What this task involves: Give a verbatim repeat of the lines that run from the line containing "of the khaki" to the end of the data below.

Record excerpts:
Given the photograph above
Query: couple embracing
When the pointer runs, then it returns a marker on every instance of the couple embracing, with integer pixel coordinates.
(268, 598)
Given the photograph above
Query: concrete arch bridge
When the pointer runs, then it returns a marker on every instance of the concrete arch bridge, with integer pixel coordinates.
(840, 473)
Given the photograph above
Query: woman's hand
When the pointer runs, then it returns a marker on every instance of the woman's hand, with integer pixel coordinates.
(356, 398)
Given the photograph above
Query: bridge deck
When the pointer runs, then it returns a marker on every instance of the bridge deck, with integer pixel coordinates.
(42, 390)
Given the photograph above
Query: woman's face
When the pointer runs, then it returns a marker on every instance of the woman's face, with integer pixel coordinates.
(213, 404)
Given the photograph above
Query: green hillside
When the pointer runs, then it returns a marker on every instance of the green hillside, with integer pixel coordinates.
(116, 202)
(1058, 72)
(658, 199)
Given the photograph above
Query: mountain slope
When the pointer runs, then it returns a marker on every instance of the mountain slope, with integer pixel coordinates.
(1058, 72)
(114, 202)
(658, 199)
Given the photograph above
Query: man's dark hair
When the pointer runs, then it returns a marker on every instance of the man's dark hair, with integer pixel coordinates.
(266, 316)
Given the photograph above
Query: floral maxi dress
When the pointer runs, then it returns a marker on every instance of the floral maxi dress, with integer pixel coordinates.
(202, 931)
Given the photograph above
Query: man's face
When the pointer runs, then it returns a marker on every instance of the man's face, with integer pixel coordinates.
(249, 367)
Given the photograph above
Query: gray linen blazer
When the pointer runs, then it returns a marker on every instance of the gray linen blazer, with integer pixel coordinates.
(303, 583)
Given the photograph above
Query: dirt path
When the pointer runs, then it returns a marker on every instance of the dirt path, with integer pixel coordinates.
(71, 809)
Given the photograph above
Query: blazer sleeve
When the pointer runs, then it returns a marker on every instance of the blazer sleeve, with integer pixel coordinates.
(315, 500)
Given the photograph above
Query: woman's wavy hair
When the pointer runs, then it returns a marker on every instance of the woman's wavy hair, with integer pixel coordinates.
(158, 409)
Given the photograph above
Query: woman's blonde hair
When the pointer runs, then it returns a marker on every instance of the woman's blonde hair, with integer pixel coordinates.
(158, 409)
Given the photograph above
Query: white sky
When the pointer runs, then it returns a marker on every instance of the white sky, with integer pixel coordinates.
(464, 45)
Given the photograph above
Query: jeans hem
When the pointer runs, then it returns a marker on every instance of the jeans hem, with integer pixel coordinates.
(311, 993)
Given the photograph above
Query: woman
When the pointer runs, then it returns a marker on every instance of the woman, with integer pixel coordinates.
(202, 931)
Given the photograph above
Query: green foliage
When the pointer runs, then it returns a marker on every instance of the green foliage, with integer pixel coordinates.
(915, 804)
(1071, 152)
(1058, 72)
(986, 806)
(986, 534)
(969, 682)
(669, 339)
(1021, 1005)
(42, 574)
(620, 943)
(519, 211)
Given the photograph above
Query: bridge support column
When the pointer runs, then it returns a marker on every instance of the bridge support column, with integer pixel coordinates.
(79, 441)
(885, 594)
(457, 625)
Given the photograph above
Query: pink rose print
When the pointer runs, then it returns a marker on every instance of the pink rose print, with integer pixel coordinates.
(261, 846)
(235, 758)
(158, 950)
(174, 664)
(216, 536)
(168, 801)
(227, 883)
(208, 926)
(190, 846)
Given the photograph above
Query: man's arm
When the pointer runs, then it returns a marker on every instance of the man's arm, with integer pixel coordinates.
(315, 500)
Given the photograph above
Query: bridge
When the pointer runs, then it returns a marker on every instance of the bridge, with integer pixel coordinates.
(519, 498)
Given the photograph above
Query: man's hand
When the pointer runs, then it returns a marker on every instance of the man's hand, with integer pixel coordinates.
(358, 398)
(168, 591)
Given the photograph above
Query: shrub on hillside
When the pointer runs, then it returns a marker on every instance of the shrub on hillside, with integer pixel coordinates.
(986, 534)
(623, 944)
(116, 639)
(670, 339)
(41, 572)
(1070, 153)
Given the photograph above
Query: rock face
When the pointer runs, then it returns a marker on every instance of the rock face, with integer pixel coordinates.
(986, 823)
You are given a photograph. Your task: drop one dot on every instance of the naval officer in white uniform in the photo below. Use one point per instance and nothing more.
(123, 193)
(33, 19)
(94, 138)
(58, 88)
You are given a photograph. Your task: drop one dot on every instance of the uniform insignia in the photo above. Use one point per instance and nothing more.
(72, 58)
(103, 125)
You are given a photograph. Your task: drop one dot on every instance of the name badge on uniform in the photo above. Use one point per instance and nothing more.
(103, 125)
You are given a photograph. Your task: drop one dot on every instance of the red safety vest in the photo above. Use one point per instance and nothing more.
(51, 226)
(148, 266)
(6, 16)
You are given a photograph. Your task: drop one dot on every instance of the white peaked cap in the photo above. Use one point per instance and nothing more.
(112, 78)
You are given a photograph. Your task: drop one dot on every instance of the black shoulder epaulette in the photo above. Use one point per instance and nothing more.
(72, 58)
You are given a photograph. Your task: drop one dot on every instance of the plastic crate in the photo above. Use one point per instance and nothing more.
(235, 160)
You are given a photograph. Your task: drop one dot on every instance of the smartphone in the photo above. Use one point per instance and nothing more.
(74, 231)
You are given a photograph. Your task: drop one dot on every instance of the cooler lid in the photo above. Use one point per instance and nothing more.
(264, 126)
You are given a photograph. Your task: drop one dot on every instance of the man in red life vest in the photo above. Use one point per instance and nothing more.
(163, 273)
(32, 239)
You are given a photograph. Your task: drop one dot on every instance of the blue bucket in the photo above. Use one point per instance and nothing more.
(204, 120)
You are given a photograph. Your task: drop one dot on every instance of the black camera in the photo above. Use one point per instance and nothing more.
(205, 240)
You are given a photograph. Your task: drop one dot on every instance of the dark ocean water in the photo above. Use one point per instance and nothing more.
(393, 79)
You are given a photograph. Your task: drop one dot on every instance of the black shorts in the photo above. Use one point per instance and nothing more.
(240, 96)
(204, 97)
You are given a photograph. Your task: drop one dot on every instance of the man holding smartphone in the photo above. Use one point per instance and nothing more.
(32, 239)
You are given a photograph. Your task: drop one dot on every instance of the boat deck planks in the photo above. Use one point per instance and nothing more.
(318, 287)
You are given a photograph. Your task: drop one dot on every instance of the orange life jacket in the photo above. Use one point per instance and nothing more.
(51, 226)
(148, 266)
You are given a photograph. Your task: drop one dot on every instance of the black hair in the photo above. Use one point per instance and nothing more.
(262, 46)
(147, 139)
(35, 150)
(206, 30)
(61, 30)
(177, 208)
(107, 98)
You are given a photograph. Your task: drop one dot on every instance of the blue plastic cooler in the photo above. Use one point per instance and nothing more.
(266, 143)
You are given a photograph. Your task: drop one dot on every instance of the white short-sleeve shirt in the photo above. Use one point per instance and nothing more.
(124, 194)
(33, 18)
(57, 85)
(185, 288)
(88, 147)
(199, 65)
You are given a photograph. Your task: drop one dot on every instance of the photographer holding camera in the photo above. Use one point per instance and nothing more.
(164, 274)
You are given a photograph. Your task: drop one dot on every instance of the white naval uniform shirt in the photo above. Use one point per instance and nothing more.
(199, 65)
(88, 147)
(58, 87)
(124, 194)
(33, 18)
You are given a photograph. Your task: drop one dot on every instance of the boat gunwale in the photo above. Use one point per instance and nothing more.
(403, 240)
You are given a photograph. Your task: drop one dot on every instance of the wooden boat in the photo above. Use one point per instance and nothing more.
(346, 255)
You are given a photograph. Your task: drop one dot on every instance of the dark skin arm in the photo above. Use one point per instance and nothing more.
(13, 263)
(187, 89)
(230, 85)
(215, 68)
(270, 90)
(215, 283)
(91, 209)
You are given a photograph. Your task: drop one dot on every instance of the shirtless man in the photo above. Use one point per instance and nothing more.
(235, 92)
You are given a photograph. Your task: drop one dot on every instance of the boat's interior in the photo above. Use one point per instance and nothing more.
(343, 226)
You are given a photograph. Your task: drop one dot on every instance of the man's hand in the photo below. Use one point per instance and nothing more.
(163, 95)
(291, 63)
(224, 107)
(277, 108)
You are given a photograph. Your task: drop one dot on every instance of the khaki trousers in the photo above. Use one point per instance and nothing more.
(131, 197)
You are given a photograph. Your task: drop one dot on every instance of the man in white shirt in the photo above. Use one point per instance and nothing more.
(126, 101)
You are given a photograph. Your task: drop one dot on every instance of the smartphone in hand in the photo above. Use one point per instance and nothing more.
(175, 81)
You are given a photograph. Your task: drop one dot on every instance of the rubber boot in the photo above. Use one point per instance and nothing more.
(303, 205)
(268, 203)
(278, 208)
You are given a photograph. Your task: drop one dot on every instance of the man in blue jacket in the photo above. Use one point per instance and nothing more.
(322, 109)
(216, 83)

Result of this task:
You are given a photograph. Your task: drop one dot on every instance of the khaki trousers in the photo above. Use one point per instance and nothing more.
(131, 197)
You are given a photograph. Your task: drop one dot on every instance of the man in white shirt in the photo above. Use one point per instance and nothing more.
(126, 101)
You are given a photograph. Your task: drop one dot on every instance of the smartphone in hand in the photo above. Use one point per instance and nothing more.
(175, 81)
You are given a photograph. Your task: drop one dot on every instance of the rubber boot in the photo above. Use one point per instance and nothing more.
(303, 205)
(268, 203)
(278, 208)
You are given a photograph. Your task: drop one dot on every instance of the man in blue jacket in the photo above. Use one point per instance and nothing more.
(322, 109)
(216, 83)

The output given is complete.